# Start of Text extract

I think this is a very important point that has to be addressed.
Since until now I have no experience with the replication in Gerrit I would
like to clarify some details before starting the implementation.
As I understand it we need to do 2 things for the replication when a project
is renamed:
1. adapt the URL for this project in the 'replication.config' file if it is
contained there
2. trigger the project rename on the slave servers
Is this correct, or do we need to do something more/else?
Regarding 1. I have the following questions:
- From the documentation of the 'remote.<name>.url' parameter in the
'replication.config' file [2] I understand that one would normally make use
of the magic placeholder '${name}' to specifiy that all projects should be
replicated. I guess in this case we do not need to change anything if a
project gets renamed, don't we?
- Is it possible to explicitly list certain projects for replication in
'replication.config'? If yes, we need to adapt the url in this file if such
a project gets renamed.
- From a discussion on the mailing list (see reply from Shawn on 30 Aug.,
16:55 [3]) I understand that the 'replication.config' file is currently only
once loaded on server start and changes in this file would have no effect
during the runtime? Is this still the case or was there already something
done about it?
Regarding 2. I have the following questions:
- To do this I would add a new method 'replicateProjectRename' to
com.google.gerrit.git.ReplicationQueue, similar to the existing
'replicateNewProject' method. Would this be the correct place?
- For the replication of a new project the Gerrit master server sends for the
project creation commands over SSH to the slave servers [4], so I guess for
replicating the project rename we would need to have an SSH command for
project rename that can be invoked on the Gerrit slave servers by the Gerrit
master server.
- If we need an SSH command for project rename to do the replication, how would
be the best way to implement this SSH command? Currently the rename logic is
implemented in gerrit-httpd [5], whereas all existing SSH commands are
defined in gerrit-sshd. Since there is no dependency from gerrit-sshd to
gerrit-httpd I wonder how the SSH command for renaming a project can reuse
the existing rename logic [5]? As I see currently there is no SSH command
that uses code that can also be triggered from the WebUI. Where would be the
correct place for the rename logic so that it can be used both from WebUI and
SSH command?
- Can it be detected whether a project exists on a slave server in order to
decide whether a rename must be triggered for this slave server? How would be
the best way to do this?
- What should be done if renaming of a project on a slave server fails? Is it
sufficient to generate an error in error_log?
- What if a slave server is not available when a project is renamed? From
Shawn's reply on 3 Sep. 16:45 from the mailing list discussion [3] I
understand that there was the idea of having an event list so that
replication can still be done when the slave server is back. Is this just an
idea or was there already something implemented.
Sorry for the amount of questions. Any help would be appreciated.
[1] https://review.source.android.com/17167
[2] https://review.source.android.com/Documentation/config-replication.html#replication_config
[3] http://groups.google.com/group/repo-discuss/browse_thread/thread/945f313be4f26167
[4] https://review.source.android.com/#patch,sidebyside,11109,2,src/main/java/com/google/gerrit/git/PushReplication.java
[5] https://review.source.android.com/#patch,sidebyside,17168,2,gerrit-httpd/src/main/java/com/google/gerrit/httpd/rpc/project/RenameProject.java
Sep 28, 2010
Hi Edwin!

# End of Text extract

To-do list
1) According to the Gerrit replication thread, in which module are all existing SSH commands defined?
2) Proceed with the Gerrit replication thread, continuing from its last line.
The data after this point comes from a different source.

# Start of Stored data

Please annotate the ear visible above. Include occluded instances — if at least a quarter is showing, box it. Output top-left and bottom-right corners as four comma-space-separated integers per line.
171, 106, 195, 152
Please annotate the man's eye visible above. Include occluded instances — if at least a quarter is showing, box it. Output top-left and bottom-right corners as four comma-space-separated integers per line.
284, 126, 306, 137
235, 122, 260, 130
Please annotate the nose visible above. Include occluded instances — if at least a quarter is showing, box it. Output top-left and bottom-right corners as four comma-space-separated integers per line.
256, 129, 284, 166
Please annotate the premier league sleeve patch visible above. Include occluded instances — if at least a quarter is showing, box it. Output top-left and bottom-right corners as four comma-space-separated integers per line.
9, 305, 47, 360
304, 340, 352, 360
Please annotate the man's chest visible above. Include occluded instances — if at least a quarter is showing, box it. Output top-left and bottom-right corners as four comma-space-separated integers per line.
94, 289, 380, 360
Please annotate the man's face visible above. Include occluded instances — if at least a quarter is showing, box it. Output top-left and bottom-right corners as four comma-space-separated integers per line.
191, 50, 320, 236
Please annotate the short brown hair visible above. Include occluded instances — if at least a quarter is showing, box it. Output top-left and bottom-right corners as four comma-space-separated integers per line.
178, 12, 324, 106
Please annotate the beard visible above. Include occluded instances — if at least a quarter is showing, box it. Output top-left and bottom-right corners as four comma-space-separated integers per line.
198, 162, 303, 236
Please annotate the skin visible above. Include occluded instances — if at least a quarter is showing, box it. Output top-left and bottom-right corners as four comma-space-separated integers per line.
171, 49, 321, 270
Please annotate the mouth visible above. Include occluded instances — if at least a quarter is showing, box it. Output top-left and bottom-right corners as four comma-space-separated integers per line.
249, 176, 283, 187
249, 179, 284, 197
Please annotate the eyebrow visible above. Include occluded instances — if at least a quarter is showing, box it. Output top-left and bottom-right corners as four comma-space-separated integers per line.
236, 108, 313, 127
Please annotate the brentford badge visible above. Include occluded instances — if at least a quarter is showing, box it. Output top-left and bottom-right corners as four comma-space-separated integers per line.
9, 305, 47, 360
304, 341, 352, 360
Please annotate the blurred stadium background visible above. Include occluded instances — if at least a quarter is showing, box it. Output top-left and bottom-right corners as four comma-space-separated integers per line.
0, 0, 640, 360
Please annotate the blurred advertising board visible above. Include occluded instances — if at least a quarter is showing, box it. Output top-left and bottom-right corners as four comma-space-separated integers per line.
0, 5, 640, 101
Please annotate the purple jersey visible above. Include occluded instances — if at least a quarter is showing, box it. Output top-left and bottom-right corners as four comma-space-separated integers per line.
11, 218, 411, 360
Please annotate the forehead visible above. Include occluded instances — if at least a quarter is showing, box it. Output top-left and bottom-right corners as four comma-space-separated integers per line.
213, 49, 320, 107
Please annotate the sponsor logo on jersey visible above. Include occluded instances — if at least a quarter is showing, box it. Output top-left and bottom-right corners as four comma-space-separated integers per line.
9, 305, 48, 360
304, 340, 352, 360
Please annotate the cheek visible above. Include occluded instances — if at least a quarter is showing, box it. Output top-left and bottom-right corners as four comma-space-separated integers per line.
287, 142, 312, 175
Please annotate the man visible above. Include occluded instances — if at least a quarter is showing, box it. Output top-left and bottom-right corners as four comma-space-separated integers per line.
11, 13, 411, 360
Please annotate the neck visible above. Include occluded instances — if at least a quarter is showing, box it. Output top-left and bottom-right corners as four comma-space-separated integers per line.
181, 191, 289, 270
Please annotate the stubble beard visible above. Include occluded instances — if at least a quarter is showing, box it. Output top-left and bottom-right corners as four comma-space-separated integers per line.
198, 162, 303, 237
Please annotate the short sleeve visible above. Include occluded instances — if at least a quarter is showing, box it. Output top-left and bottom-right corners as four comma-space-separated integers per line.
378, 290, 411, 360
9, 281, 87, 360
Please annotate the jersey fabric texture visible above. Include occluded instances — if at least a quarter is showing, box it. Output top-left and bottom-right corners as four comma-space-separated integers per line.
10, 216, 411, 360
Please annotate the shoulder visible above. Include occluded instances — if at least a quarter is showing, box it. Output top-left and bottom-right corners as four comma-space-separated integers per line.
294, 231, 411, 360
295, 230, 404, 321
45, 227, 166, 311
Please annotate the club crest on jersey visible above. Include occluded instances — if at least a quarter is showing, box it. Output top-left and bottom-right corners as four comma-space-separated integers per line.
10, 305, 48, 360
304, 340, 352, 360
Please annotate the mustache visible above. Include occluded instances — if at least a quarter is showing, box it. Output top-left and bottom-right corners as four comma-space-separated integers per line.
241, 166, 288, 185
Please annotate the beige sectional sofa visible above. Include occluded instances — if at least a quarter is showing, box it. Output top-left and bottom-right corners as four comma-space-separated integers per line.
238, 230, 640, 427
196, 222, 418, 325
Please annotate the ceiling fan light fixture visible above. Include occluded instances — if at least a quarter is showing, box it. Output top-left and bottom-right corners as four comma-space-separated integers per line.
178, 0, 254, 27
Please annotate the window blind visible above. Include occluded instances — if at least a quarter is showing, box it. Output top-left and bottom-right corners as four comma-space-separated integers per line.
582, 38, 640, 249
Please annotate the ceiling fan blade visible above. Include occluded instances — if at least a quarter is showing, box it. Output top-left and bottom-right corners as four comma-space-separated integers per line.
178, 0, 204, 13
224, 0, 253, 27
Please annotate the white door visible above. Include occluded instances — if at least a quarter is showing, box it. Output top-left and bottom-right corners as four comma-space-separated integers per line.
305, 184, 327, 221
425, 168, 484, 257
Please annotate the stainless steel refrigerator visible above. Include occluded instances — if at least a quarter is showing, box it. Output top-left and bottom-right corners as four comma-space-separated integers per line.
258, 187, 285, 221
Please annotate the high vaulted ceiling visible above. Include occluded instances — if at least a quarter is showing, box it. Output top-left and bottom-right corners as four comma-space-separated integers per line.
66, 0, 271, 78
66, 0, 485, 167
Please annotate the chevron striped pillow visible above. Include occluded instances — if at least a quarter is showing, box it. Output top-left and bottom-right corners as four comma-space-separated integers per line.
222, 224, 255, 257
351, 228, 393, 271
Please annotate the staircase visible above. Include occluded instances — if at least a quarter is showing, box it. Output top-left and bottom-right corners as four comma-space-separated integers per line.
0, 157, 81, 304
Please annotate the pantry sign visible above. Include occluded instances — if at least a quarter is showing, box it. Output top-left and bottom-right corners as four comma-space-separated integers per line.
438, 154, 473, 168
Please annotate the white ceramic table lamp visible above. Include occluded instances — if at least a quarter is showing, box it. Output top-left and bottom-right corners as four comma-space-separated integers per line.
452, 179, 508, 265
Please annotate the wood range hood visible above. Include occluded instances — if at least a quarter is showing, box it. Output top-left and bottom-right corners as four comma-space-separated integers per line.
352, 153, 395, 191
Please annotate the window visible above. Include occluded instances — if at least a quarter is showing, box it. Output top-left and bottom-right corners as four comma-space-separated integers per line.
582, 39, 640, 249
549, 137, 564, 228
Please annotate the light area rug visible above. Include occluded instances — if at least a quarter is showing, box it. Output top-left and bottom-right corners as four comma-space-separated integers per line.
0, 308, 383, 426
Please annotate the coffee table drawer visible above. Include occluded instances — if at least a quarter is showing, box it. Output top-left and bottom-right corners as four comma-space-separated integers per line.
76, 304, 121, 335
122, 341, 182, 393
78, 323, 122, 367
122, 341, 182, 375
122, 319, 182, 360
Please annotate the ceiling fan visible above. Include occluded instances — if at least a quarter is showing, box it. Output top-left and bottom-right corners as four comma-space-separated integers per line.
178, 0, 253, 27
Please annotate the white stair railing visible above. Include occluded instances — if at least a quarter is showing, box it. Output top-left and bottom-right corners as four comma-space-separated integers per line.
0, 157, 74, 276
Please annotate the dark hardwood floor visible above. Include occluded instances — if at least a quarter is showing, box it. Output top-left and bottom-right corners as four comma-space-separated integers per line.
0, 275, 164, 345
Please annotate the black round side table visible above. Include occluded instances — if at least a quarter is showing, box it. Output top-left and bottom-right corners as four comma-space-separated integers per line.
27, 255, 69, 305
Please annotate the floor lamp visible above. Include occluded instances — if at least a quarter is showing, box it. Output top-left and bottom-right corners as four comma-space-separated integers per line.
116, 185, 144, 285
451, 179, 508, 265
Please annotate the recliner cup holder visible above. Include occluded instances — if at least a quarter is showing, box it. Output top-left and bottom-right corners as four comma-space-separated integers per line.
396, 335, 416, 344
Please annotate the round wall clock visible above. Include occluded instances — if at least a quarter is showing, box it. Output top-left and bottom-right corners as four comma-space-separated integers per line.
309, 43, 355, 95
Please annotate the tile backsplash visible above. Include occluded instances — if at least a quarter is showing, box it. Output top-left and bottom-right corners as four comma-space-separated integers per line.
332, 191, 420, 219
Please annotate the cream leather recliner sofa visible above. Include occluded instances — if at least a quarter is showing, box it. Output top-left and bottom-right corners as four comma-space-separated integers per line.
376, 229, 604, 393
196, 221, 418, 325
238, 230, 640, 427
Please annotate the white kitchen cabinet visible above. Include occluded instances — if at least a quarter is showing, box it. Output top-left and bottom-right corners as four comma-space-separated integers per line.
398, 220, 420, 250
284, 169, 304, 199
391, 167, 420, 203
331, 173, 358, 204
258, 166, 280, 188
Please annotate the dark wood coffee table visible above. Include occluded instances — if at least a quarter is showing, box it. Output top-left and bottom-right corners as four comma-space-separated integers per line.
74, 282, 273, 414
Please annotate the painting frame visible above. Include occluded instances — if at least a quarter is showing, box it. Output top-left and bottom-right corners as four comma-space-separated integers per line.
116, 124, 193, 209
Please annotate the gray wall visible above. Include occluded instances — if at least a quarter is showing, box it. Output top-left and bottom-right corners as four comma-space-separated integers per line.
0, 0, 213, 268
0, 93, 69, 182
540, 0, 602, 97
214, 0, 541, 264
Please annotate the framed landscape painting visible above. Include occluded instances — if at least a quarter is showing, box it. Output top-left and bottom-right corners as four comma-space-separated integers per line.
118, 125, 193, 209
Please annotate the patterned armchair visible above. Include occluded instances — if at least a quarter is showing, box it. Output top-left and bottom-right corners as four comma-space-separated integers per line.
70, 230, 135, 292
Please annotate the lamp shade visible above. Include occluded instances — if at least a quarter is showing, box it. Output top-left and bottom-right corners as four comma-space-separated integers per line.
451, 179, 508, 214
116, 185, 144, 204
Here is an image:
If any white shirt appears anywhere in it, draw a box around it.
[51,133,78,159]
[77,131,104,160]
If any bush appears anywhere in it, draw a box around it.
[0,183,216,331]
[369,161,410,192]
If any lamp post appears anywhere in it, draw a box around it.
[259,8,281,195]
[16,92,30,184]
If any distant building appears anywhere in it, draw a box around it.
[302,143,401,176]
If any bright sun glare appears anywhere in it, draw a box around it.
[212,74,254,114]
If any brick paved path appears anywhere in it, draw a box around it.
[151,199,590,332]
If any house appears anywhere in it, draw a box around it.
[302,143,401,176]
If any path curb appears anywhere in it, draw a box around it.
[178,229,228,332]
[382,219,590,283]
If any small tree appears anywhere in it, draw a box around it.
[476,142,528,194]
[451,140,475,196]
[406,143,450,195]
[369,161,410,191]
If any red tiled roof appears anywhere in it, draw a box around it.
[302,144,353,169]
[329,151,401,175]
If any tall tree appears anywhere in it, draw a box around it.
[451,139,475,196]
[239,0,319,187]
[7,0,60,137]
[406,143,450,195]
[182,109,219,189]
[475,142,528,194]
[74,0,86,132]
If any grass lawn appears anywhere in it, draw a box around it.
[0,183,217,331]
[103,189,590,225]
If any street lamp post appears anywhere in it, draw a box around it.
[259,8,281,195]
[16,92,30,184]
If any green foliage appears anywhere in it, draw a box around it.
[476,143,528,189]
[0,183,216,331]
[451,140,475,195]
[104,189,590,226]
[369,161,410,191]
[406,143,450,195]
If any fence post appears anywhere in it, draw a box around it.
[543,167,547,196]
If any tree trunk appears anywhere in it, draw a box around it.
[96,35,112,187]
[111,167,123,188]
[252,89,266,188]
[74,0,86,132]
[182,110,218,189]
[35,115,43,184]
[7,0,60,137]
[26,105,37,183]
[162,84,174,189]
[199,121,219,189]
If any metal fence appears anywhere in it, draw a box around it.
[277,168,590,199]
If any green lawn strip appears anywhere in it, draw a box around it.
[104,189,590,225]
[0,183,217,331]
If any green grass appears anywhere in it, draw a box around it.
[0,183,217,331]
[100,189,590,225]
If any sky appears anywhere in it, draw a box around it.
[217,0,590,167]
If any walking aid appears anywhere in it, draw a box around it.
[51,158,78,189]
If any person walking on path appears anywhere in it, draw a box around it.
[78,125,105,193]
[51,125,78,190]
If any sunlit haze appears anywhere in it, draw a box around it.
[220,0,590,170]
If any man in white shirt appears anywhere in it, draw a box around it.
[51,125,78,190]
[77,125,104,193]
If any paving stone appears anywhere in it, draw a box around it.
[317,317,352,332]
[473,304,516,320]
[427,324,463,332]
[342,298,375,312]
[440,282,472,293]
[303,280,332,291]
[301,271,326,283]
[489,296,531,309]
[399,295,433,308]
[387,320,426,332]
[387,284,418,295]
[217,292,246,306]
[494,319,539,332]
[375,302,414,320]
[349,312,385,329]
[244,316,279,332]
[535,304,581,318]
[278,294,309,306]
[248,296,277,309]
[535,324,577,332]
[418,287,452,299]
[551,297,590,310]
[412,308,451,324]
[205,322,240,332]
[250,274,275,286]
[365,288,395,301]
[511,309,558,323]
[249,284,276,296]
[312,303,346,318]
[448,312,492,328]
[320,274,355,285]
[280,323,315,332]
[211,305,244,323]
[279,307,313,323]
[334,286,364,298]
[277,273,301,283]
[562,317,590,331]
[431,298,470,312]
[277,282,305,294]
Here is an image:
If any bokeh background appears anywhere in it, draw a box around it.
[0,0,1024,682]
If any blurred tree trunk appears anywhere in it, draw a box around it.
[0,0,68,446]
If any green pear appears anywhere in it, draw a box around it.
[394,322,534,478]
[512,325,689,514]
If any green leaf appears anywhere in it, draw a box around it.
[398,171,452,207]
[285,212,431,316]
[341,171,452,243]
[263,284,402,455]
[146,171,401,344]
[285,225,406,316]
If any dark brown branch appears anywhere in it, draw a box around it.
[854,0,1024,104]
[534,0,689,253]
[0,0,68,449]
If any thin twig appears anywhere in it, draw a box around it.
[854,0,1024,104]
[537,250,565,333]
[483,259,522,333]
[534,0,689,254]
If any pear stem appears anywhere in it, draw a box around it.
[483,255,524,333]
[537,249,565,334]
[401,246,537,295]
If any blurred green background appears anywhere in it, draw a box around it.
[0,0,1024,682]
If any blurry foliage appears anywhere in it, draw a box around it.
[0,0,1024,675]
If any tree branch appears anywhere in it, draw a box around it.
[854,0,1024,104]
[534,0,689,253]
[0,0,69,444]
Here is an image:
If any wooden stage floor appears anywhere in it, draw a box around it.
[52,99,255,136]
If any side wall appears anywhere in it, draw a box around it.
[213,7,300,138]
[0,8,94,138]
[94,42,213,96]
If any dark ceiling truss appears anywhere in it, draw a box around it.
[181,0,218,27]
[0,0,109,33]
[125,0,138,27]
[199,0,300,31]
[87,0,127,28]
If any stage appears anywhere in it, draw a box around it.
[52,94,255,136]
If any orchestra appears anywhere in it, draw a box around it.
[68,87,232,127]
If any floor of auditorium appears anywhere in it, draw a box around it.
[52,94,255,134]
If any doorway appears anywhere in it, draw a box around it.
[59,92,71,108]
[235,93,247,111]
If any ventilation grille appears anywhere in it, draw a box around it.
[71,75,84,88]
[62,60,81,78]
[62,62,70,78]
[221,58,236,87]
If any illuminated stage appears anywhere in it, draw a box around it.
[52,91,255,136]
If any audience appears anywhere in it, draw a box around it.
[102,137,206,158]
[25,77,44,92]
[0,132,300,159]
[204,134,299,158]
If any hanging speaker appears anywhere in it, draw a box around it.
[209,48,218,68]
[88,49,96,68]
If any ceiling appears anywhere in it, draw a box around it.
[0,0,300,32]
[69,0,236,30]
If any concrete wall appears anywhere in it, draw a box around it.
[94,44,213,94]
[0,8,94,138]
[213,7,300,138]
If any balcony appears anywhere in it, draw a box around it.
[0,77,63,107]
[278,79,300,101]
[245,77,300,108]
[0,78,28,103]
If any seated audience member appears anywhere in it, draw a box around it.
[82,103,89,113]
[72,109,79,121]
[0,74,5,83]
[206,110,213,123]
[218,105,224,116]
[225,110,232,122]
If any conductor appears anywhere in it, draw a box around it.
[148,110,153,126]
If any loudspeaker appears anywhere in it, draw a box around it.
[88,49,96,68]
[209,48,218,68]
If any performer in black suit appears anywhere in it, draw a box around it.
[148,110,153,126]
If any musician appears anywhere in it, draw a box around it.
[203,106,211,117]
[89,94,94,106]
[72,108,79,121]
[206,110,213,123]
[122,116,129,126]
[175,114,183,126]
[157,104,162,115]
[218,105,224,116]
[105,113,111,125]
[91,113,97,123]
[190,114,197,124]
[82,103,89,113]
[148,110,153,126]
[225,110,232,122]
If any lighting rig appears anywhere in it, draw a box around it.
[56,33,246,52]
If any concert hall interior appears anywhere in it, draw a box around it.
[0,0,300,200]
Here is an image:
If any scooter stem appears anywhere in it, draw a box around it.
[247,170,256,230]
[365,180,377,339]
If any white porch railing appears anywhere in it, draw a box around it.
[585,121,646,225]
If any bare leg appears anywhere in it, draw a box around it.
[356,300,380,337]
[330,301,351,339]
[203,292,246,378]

# End of Stored data

Response list
1) All existing SSH commands are defined in gerrit-sshd.

2)
Good move into this issue instead of in the comments. My bad. :)
1. I think only the version with a variable in it is available. I've never seen any replication line without it. It's meant to replicate all projects, not single projects. If you would like to restrict the number of projects to replicate, you should use the authgroup (or similar) setting instead, and then restrict access too projects / branches for that group. So you can design with only {$name} in mind.
2. It's a well thought out process, but it has minor flaws. There are several people who run replication to locations where no Gerrit slave is running. Therefore, it's not a good idea to move the rename operation on a slave to a slave server, this should be done by the master.
Shawn: "[...] Let the master init the slave when a project
is created. But the init process may need to go through a different
URL than replication normally follows."
I interpret that as that the master will have to take full care of the replication part, both creation/init of gits, replication of gits, rename of gits, and deletion of gits.
Also, as in the thread I pointed to, you really should honor the adminUrl[1] setting used for shell commands explicitly over an ssh link coming in a change shortly as well.
I believe this puts a new angle on many o your assumptions above, so I'll leave some of them uncommented.
It is however, as you suggest, wise to check on all destinations (even the local ones) that you're not overwriting any previously existing git, and to handle that situation somehow. Perhaps make use of the attic also meant for project deletion?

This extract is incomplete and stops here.